◆ **Problem to work on**: Quote everything from the start of the records down to the line containing "[[[19,30],[24,21],[39,13],[41,0],[0,0],[0,17]]]", including that line.

==============================

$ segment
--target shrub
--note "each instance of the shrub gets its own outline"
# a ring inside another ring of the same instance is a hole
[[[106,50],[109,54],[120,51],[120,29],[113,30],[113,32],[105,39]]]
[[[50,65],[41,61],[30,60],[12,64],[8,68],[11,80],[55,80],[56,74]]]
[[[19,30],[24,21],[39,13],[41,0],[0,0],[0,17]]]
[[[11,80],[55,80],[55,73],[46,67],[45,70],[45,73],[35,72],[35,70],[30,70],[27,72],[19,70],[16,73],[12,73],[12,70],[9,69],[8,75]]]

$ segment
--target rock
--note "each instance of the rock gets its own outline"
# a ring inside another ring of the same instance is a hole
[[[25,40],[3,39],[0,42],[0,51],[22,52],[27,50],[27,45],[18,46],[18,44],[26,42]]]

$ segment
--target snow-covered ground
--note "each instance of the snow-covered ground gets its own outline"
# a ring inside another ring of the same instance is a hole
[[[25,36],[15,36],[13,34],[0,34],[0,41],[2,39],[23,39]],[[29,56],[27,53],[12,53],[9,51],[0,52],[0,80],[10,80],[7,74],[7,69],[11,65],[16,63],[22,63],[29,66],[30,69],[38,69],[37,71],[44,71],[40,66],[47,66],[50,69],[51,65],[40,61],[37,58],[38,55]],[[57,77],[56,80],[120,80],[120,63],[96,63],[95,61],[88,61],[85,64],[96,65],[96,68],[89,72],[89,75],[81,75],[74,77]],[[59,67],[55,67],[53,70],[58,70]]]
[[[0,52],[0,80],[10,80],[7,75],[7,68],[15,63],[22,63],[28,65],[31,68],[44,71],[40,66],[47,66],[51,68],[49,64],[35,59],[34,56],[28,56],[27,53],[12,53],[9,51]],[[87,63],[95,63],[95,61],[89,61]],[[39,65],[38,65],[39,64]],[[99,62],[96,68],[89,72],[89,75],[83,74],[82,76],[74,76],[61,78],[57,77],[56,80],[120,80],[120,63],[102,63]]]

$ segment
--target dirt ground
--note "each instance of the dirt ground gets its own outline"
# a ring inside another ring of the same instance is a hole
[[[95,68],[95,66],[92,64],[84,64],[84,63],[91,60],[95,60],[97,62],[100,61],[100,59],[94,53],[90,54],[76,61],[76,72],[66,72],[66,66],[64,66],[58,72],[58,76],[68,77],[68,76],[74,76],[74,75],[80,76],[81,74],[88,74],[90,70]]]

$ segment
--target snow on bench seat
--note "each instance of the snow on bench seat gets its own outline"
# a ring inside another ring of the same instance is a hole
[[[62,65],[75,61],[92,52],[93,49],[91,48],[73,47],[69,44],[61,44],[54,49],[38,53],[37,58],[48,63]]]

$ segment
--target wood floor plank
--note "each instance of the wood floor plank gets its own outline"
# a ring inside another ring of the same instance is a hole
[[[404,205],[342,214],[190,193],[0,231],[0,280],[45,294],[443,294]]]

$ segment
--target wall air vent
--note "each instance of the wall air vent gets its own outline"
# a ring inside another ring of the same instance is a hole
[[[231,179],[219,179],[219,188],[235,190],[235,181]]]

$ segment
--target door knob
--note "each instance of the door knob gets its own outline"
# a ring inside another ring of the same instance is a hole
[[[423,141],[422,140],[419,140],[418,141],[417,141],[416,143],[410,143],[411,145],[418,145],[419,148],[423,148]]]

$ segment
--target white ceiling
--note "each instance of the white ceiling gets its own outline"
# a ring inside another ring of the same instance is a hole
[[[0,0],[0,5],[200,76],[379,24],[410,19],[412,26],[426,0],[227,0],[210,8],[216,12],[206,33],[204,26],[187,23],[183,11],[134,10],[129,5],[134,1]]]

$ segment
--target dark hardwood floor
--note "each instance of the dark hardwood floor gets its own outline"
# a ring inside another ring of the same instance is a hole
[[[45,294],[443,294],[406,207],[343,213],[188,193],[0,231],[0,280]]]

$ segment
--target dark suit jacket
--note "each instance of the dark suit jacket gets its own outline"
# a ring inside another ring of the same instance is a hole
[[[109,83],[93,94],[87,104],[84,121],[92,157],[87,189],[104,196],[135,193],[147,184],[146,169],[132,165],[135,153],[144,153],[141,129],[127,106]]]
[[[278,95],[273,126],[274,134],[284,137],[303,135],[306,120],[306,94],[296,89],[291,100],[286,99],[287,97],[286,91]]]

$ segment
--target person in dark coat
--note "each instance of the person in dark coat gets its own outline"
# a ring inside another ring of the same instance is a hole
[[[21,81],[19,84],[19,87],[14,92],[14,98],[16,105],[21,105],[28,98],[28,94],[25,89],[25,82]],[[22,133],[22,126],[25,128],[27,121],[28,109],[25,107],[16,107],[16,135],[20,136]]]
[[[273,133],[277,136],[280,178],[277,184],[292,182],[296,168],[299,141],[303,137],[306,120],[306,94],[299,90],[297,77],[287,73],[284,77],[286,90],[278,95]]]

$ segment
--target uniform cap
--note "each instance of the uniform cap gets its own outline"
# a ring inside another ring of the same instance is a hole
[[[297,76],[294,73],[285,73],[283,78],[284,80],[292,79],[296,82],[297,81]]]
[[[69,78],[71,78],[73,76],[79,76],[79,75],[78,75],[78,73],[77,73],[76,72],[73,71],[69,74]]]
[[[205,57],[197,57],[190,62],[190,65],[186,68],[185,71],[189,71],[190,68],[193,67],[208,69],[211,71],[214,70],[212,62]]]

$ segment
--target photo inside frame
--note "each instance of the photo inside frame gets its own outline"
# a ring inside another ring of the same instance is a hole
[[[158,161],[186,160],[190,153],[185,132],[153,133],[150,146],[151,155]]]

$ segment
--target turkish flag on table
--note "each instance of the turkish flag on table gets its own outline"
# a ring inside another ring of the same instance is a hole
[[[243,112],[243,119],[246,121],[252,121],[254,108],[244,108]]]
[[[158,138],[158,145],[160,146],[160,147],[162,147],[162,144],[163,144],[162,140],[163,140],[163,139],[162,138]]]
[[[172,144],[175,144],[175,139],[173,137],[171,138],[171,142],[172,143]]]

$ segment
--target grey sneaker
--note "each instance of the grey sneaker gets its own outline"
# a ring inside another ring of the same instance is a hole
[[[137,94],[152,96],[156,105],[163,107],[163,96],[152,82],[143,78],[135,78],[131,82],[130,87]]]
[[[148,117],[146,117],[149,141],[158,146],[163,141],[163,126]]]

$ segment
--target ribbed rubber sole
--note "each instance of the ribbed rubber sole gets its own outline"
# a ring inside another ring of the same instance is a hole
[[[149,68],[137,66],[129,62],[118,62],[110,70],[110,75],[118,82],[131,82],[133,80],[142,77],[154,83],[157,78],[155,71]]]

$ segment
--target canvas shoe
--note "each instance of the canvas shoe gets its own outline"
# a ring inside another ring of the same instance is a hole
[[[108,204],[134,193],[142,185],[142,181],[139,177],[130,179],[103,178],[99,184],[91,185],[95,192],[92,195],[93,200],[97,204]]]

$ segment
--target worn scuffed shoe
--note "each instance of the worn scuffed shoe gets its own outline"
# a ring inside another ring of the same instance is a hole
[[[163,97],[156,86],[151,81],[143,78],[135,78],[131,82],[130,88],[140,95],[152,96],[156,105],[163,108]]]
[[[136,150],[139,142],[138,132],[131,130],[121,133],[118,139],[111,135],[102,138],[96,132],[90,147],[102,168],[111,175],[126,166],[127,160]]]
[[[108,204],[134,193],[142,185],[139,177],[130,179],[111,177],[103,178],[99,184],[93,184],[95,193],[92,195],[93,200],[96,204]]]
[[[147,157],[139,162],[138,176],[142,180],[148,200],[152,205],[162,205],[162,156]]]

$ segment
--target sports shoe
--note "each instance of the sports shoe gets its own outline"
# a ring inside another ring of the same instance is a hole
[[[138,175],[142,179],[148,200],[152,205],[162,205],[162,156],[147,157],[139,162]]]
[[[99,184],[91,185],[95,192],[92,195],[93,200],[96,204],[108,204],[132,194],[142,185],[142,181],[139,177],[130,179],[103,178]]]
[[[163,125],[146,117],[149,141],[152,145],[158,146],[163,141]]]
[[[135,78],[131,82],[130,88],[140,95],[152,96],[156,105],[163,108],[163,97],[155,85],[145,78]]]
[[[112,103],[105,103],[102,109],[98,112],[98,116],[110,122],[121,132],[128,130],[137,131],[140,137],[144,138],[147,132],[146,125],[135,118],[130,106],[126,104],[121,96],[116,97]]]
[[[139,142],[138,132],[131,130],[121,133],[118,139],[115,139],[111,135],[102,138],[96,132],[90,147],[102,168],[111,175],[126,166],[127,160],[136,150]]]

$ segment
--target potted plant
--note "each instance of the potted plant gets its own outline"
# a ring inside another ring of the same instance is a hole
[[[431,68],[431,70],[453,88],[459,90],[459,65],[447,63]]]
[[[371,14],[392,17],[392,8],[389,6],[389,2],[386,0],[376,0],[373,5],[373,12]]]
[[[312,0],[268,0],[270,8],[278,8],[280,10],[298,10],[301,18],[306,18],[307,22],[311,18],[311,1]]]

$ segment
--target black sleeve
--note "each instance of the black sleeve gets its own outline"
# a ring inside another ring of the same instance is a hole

==============================

◆ **Exercise output**:
$ segment
--target shrub
--note "each instance of the shrub gets its own outline"
# a ring inside another ring of the same instance is a hole
[[[106,50],[109,54],[120,51],[120,29],[113,30],[113,32],[105,39]]]
[[[50,65],[41,61],[30,60],[12,64],[8,68],[11,80],[55,80],[56,74]]]
[[[19,30],[24,21],[39,13],[41,0],[0,0],[0,17]]]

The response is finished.